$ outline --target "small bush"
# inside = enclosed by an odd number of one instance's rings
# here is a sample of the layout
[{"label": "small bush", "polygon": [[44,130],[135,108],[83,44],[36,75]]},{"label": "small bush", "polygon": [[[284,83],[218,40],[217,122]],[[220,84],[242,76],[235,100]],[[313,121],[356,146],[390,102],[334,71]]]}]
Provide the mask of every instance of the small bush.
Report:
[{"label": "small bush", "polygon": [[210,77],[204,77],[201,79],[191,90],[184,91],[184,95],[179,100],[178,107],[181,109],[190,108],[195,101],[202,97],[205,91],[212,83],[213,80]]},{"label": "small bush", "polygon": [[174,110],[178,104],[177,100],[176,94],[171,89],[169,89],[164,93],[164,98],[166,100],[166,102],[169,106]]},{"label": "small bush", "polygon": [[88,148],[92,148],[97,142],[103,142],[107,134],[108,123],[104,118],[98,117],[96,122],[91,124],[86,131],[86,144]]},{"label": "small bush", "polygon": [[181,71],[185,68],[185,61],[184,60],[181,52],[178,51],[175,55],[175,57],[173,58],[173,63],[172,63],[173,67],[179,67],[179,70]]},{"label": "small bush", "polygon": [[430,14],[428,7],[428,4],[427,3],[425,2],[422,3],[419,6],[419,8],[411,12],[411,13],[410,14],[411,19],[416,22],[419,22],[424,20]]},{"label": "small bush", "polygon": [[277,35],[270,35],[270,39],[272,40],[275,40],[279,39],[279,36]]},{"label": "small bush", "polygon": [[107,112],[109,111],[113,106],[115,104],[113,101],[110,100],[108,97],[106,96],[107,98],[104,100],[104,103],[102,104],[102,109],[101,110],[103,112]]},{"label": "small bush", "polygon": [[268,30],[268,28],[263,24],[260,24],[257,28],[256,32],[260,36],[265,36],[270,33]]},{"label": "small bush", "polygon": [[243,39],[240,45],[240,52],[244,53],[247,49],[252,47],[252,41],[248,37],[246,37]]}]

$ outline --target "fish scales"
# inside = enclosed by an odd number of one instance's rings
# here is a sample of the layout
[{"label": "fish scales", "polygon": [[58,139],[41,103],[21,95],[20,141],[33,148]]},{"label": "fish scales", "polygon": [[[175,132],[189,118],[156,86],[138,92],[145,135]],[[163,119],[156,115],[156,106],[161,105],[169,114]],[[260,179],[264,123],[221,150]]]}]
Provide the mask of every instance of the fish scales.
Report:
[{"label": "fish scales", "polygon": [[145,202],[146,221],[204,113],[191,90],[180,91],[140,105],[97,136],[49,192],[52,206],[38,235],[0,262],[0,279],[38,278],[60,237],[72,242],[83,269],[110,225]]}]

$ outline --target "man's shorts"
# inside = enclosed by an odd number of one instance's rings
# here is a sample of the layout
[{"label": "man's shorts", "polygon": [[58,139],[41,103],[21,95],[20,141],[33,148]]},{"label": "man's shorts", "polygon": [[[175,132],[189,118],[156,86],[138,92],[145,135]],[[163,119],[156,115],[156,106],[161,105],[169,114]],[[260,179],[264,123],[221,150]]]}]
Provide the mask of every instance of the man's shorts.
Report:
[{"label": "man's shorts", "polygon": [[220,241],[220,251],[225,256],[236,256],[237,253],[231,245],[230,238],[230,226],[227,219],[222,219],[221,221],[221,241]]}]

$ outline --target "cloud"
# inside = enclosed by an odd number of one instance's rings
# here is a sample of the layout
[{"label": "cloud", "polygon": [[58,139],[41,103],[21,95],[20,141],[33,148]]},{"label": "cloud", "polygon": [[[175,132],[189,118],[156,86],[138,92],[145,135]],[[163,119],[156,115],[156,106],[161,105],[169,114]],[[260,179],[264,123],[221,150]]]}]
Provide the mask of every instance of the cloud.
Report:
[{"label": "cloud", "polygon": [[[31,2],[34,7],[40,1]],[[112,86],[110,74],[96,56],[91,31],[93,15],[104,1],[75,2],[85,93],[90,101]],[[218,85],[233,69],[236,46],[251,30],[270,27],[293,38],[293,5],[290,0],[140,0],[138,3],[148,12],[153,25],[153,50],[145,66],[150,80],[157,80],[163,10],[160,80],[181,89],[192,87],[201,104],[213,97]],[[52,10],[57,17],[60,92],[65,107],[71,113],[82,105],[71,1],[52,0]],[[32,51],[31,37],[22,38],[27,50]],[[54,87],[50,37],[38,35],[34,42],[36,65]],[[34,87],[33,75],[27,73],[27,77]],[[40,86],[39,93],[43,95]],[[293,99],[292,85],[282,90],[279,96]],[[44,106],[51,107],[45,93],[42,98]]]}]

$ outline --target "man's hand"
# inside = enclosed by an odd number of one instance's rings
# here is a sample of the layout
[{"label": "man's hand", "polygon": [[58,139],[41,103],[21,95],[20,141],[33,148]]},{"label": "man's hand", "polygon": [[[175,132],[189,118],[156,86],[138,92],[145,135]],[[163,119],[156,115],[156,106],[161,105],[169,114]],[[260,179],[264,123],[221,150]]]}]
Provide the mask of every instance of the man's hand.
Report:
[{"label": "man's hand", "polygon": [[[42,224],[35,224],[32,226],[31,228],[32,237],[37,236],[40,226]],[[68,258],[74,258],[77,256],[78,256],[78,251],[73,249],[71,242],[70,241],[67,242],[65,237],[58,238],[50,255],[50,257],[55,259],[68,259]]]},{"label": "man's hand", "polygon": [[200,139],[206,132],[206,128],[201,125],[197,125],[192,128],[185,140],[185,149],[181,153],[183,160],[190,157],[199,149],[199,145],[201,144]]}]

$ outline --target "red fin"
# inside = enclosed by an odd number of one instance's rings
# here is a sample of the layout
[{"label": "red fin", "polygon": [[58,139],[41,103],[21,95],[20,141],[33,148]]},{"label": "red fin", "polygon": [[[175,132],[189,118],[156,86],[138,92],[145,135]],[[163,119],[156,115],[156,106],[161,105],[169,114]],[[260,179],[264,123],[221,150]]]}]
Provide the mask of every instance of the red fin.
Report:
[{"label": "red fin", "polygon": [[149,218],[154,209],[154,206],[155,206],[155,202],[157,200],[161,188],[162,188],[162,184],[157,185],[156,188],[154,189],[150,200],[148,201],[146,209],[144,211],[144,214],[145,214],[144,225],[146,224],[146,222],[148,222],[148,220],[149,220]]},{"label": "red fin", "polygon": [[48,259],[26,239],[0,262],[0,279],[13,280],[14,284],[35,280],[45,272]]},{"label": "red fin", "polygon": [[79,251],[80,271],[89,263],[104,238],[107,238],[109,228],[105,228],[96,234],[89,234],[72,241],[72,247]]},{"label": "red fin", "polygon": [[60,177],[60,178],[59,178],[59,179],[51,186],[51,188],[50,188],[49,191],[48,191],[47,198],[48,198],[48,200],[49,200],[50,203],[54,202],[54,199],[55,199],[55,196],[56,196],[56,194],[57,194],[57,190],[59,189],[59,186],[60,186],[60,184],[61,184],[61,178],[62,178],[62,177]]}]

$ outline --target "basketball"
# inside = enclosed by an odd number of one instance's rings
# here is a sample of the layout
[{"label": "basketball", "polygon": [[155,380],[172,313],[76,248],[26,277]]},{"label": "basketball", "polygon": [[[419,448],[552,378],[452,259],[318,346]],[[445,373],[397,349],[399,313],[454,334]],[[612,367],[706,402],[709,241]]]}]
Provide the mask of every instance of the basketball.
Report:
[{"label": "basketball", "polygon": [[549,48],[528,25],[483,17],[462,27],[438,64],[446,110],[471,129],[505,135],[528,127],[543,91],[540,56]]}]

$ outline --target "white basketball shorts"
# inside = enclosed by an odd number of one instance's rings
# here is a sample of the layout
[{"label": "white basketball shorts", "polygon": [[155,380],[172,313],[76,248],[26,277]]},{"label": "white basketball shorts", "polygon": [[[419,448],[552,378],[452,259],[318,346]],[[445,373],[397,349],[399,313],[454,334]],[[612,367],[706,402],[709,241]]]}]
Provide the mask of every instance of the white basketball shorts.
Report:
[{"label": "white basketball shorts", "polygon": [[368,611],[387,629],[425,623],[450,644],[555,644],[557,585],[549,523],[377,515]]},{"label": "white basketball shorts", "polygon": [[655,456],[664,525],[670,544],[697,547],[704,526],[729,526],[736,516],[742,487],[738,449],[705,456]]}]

---*---

### Exercise brief
Find each line in the items above that contains the word "target", and copy those lines in full.

### The output
$ outline --target "small bush"
$ outline --target "fish scales"
$ outline --target "man's shorts"
$ outline --target "cloud"
$ outline --target "man's hand"
$ outline --target "red fin"
$ outline --target "basketball"
$ outline --target "white basketball shorts"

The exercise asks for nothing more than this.